Required work: Tally how many lines in the records below contain the string "boot", with case counting. Reply with the number alone.

Provided information:
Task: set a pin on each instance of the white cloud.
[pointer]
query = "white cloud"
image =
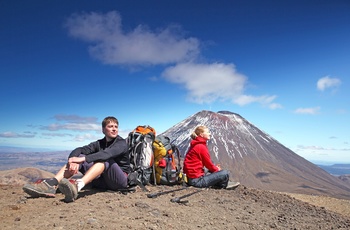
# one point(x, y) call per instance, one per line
point(141, 46)
point(72, 126)
point(17, 135)
point(73, 123)
point(210, 82)
point(86, 137)
point(327, 82)
point(312, 111)
point(205, 83)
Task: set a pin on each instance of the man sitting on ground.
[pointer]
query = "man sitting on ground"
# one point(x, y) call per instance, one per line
point(105, 163)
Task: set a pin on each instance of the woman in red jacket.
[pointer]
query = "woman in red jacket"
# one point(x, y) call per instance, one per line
point(198, 157)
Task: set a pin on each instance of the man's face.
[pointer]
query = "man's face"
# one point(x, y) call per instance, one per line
point(110, 131)
point(206, 134)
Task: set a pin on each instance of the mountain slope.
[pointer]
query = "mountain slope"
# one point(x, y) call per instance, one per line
point(255, 158)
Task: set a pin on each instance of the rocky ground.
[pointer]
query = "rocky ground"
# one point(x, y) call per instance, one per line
point(243, 208)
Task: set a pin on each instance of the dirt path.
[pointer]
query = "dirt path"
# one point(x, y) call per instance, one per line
point(243, 208)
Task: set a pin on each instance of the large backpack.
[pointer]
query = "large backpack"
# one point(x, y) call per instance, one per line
point(140, 142)
point(167, 162)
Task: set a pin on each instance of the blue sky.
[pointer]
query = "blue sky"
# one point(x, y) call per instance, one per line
point(282, 65)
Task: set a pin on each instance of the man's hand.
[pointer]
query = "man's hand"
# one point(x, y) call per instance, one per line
point(73, 164)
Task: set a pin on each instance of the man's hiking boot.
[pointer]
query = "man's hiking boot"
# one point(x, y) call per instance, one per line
point(40, 189)
point(232, 185)
point(69, 189)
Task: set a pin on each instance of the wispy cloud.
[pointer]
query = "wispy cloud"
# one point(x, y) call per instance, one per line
point(311, 111)
point(83, 138)
point(314, 147)
point(17, 135)
point(140, 46)
point(206, 83)
point(73, 123)
point(327, 82)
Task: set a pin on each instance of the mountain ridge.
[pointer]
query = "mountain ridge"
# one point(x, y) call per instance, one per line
point(254, 157)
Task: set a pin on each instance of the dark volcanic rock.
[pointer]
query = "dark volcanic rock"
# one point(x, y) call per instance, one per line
point(255, 158)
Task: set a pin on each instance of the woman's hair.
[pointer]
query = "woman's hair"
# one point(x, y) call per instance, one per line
point(108, 120)
point(199, 129)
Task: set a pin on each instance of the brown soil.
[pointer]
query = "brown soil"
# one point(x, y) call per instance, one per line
point(243, 208)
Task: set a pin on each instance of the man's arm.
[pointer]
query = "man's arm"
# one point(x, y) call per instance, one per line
point(118, 148)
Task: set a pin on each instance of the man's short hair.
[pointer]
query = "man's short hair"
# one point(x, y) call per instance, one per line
point(108, 120)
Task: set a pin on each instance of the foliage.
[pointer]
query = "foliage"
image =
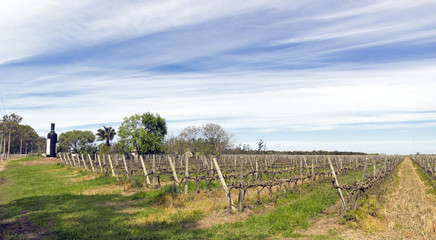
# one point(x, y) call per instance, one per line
point(144, 133)
point(23, 137)
point(207, 139)
point(105, 134)
point(77, 141)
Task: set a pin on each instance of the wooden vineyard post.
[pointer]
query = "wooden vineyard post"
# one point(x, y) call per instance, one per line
point(241, 180)
point(90, 161)
point(187, 155)
point(313, 172)
point(62, 160)
point(301, 173)
point(145, 171)
point(374, 166)
point(154, 171)
point(83, 160)
point(77, 159)
point(173, 169)
point(112, 166)
point(257, 170)
point(224, 185)
point(337, 184)
point(99, 163)
point(125, 167)
point(305, 164)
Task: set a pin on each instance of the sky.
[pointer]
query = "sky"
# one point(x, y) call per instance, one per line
point(300, 75)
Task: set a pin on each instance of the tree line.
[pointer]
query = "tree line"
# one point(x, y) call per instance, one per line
point(146, 134)
point(17, 138)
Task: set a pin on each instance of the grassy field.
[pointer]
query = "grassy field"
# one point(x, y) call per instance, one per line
point(41, 199)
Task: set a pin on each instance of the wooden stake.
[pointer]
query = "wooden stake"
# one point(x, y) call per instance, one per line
point(145, 170)
point(224, 185)
point(337, 184)
point(112, 166)
point(84, 163)
point(90, 161)
point(173, 169)
point(125, 167)
point(154, 171)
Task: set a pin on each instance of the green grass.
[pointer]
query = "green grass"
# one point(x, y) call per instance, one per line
point(45, 198)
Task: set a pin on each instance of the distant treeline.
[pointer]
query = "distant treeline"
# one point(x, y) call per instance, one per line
point(314, 152)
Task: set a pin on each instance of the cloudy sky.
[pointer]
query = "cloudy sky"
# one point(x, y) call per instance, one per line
point(299, 74)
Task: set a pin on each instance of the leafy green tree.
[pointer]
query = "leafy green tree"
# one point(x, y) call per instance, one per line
point(208, 139)
point(77, 141)
point(12, 118)
point(106, 134)
point(24, 138)
point(144, 133)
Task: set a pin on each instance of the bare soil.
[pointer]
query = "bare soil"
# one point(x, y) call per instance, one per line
point(410, 213)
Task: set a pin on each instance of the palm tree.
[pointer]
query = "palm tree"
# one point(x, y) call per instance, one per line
point(106, 134)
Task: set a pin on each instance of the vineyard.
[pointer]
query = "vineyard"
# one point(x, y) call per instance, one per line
point(248, 175)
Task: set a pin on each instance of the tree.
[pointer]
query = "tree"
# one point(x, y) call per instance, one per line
point(106, 134)
point(77, 141)
point(217, 137)
point(144, 133)
point(12, 118)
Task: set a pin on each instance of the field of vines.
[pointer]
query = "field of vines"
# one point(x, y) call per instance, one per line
point(245, 174)
point(428, 163)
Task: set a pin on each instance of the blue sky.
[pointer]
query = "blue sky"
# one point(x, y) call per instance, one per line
point(301, 75)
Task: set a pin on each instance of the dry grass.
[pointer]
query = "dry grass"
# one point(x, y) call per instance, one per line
point(409, 213)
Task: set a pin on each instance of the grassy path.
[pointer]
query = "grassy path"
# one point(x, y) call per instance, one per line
point(44, 200)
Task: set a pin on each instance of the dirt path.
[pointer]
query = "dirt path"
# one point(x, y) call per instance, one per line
point(3, 165)
point(410, 213)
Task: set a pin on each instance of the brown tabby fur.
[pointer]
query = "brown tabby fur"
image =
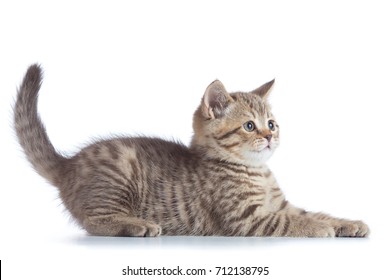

Answer to this task: 2